YOUR OBJECTIVE: Return all the lines below, exactly as they read.

[Items from a data source]
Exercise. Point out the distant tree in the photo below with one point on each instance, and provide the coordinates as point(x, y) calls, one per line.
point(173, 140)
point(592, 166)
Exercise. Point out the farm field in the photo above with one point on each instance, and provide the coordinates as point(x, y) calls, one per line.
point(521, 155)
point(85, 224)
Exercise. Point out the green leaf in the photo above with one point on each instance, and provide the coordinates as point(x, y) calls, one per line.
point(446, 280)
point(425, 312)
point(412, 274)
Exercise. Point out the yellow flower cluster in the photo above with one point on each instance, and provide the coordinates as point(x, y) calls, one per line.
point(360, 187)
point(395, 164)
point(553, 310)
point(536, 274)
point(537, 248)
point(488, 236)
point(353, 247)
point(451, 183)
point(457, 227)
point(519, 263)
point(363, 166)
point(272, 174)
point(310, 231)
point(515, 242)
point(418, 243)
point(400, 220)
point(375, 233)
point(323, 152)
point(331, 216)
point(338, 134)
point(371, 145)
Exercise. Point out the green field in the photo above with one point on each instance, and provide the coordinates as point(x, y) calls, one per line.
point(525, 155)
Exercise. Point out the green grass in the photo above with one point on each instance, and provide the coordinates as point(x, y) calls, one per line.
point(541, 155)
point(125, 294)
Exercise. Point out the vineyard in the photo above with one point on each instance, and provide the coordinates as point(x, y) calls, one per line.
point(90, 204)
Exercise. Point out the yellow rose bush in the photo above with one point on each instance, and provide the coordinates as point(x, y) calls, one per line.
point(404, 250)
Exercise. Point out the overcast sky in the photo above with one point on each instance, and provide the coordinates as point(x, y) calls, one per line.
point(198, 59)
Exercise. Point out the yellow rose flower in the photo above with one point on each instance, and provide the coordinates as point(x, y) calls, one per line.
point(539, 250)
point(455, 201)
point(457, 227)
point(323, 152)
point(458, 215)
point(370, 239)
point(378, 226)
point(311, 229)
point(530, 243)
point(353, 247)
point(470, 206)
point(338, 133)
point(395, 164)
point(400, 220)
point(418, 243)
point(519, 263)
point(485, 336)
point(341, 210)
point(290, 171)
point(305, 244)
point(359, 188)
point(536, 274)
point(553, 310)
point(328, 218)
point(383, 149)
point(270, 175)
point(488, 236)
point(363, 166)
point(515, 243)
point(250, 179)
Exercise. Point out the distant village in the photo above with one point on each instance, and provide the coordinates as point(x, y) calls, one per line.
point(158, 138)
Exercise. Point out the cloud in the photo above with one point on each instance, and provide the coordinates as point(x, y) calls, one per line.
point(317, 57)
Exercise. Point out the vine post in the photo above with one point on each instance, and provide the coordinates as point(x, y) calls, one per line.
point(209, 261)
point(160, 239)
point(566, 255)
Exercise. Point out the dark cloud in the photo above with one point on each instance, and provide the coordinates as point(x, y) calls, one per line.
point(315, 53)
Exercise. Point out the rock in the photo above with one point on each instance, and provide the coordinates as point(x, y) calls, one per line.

EXERCISE RESPONSE:
Exercise. Point out the distant tree in the photo below with one point on each instance, and provide the coordinates as point(x, y) calls, one per line.
point(173, 140)
point(592, 166)
Exercise. Point out the farm field in the photo above with one point on each instance, and provide the coordinates as point(x, y) calls, one per line.
point(521, 155)
point(85, 224)
Exercise. Point out the green leaf in the photo above with one point on each instance, and provide the coordinates as point(x, y) calls, one per line.
point(446, 280)
point(425, 312)
point(412, 274)
Exercise. Point out the yellow flower cluster in the photo above with one point on each instance, and provide the coordinates as point(x, y) calls, one per line.
point(360, 187)
point(395, 164)
point(553, 310)
point(536, 274)
point(537, 248)
point(488, 236)
point(353, 247)
point(451, 183)
point(457, 227)
point(519, 263)
point(363, 166)
point(272, 174)
point(310, 231)
point(515, 242)
point(418, 243)
point(400, 220)
point(375, 233)
point(323, 152)
point(331, 216)
point(338, 134)
point(371, 145)
Exercise. Point out the green field in the photo above with one point on each instance, and provide the coordinates as point(x, y) calls, one per line.
point(525, 155)
Exercise. Point out the green grass in the photo above with one point on each instance, and provide the coordinates as point(x, y) calls, one per line.
point(541, 155)
point(125, 294)
Exercise. Point out the vineyard in the photo above with one point on each instance, and provide the coordinates as point(x, y) calls, one per line.
point(90, 204)
Exercise. Point out the yellow rose bush in the photo above with one point on each instance, and provide the coordinates as point(x, y) calls, one per line.
point(404, 250)
Exercise. Point out the overcast sky in the photo above with one point on each instance, and provide the coordinates as point(x, y) calls, one per line.
point(198, 59)
Exercise. Point out the yellow rose flower in the photo above with one point on each instance, and provide the coordinates as point(x, y) calls, one per line.
point(539, 250)
point(455, 201)
point(457, 227)
point(323, 152)
point(458, 215)
point(370, 239)
point(378, 226)
point(311, 229)
point(530, 243)
point(353, 247)
point(470, 206)
point(338, 133)
point(395, 164)
point(400, 220)
point(418, 243)
point(519, 263)
point(485, 336)
point(341, 210)
point(290, 171)
point(305, 244)
point(359, 188)
point(536, 274)
point(553, 310)
point(328, 218)
point(383, 149)
point(270, 175)
point(488, 236)
point(363, 166)
point(515, 243)
point(250, 179)
Exercise. Point out the distant village in the photo above with one point on each instance, and provide the coordinates as point(x, y) calls, one per line.
point(158, 138)
Exercise. Point out the cloud in the photo above with one point on each instance, and provide the coordinates as point(x, y) calls, one per line.
point(317, 57)
Exercise. Point out the vine post in the photo above with one point on each instance, and provide the coordinates as point(x, y) calls, one per line.
point(209, 261)
point(160, 239)
point(566, 255)
Exercise. Point out the dark cloud in the photo above with one point on each instance, and provide the coordinates as point(x, y) calls, one per line.
point(315, 53)
Exercise. Point out the rock in the photo above with one point on each instance, and provide the coordinates as point(x, y) calls, one per line.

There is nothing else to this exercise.